* **What you are asked to do**: Please output the entries below from the line that contains "of the mountain" through the final line, reproduced exactly and alone.

* **Data for processing**:
__________________________________________________
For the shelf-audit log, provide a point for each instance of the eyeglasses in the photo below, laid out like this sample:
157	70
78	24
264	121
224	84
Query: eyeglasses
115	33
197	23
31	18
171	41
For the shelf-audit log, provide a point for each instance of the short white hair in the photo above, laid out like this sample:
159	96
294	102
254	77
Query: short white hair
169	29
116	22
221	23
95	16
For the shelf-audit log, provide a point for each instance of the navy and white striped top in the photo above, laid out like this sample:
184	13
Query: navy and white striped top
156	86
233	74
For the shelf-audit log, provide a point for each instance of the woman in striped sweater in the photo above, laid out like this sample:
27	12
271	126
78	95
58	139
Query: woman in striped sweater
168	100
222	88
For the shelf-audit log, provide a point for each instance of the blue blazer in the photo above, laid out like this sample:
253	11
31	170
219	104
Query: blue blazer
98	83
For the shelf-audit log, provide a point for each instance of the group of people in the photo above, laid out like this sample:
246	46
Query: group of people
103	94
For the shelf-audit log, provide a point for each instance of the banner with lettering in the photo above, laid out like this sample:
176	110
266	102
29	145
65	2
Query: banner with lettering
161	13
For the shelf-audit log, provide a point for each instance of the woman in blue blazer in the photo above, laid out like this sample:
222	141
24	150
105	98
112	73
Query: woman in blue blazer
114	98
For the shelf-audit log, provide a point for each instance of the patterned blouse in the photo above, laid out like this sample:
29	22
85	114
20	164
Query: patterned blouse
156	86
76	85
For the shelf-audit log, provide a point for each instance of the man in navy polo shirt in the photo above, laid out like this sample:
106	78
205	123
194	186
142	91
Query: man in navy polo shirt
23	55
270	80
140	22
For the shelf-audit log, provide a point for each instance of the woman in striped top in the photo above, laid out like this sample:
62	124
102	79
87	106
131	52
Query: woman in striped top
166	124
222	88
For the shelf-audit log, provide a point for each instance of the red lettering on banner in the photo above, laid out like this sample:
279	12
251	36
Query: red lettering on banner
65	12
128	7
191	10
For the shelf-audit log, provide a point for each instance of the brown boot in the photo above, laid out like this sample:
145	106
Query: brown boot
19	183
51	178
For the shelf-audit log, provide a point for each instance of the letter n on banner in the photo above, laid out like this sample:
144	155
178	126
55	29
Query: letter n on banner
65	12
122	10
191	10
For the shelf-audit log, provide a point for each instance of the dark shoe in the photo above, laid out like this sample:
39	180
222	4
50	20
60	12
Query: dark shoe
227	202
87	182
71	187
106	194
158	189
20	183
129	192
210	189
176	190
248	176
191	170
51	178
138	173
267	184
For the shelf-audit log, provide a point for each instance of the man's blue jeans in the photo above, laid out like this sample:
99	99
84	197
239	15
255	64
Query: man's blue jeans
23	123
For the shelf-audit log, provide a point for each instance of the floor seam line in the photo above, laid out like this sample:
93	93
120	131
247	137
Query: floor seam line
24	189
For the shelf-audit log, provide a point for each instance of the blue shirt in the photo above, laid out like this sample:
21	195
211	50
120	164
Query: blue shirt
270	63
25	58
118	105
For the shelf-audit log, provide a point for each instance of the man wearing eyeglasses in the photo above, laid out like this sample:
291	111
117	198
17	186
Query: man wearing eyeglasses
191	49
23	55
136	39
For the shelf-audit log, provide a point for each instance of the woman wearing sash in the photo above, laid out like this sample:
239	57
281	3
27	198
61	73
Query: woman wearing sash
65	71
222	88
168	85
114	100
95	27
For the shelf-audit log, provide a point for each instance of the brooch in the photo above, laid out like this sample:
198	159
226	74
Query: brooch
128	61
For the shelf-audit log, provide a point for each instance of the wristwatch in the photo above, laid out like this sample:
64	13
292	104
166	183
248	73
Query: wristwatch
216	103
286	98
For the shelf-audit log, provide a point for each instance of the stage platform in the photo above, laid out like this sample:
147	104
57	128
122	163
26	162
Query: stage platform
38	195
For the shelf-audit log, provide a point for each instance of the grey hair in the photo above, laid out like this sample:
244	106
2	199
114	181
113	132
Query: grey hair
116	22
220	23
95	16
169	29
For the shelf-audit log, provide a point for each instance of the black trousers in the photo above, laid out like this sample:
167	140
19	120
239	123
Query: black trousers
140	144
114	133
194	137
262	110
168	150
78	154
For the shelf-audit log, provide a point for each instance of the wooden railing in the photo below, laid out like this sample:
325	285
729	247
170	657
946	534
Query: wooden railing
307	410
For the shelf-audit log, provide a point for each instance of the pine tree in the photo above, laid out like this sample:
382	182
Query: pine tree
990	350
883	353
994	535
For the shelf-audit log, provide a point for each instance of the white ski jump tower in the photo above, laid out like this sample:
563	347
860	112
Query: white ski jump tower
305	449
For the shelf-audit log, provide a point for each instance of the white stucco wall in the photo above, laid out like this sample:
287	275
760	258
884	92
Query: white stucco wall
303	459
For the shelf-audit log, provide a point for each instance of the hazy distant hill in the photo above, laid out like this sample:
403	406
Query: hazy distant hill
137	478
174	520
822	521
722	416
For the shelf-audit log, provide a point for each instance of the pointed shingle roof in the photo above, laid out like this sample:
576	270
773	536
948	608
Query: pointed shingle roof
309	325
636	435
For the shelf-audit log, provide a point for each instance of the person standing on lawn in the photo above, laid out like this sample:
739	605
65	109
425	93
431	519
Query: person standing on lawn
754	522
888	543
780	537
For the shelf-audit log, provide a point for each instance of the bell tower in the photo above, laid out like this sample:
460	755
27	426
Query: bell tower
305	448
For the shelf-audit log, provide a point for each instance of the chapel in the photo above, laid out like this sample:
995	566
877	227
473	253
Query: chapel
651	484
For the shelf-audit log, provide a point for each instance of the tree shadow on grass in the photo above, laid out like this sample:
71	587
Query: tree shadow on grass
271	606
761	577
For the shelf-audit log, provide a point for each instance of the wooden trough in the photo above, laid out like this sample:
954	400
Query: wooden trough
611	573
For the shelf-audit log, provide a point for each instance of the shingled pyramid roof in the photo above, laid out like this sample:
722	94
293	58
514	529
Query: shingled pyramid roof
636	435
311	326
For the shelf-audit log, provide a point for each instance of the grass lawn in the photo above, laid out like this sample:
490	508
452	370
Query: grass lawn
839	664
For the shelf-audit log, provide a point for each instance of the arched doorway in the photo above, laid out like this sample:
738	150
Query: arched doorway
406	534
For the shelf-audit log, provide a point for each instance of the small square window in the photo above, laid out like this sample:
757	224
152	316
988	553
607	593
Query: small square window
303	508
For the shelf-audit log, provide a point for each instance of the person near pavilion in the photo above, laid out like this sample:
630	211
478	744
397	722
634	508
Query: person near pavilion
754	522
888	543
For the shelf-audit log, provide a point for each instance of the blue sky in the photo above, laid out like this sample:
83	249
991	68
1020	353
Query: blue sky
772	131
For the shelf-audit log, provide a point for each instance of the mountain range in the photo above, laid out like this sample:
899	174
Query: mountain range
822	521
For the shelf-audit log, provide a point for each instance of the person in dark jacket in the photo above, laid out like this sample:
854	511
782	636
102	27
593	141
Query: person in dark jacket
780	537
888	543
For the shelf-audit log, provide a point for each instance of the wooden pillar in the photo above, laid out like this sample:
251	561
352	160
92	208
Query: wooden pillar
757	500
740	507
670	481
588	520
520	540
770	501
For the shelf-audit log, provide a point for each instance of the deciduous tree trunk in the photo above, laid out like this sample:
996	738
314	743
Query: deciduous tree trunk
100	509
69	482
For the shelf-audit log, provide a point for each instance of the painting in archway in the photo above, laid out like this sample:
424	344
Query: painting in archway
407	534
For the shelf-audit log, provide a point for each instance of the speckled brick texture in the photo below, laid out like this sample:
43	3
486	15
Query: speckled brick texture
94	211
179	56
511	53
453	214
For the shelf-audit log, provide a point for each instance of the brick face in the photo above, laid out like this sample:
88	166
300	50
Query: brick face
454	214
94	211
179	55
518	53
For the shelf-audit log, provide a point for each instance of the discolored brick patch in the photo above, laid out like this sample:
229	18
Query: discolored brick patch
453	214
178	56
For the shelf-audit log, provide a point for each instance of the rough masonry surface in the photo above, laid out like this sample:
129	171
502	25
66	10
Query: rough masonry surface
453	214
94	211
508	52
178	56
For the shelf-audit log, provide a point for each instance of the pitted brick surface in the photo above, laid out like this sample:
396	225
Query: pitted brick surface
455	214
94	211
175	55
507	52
__________________________________________________
* **Expected answer**:
For the shelf-audit log, provide a point for each instance of the mountain range in the photo above, laid out like this sample:
899	174
Query: mountain range
822	521
For the shelf-audit log, provide a point for each instance of the person in dark jacket in the photo above, laid out like this sample:
854	511
782	636
102	27
593	141
Query: person in dark jacket
780	537
888	543
For the shelf-audit log, provide a point for each instance of the wooden pillar in the photo above, laid out like this sample:
251	561
352	160
92	208
Query: wooden pillar
757	500
740	507
670	481
588	520
520	540
770	501
For the shelf-audit log, provide a point for each instance of the deciduous tree trunk in the photo above, laid out like this sample:
996	738
314	743
Query: deciduous tree trunk
100	509
69	482
For the shelf-audit log, provide a point for each instance of the painting in archway in the photo above, laid out like this sample:
424	344
Query: painting in archway
407	534
For the shelf-audit log, provide a point for each instance of the speckled brick texture in the photo below, laid out like this sample:
43	3
486	15
Query: speckled brick texture
94	211
179	56
511	53
453	214
For the shelf-audit log, provide a point for each instance of the brick face in the photo above, laid out like this sample:
88	166
300	50
Query: brick face
454	214
94	211
179	55
518	53
For the shelf-audit log, provide a point for each instance of the discolored brick patch in the photo above, laid out like this sample:
229	18
Query: discolored brick patch
453	214
178	56
For the shelf-audit log, provide a point for each instance of the rough masonry surface in the photo above, laid out like this sample:
129	171
502	25
66	10
Query: rough masonry surface
453	214
94	211
508	52
178	56
For the shelf-audit log, provide a point for each instance of the pitted brick surface in the photo above, laid out like this sample:
396	225
Query: pitted brick surface
455	214
94	211
175	55
507	52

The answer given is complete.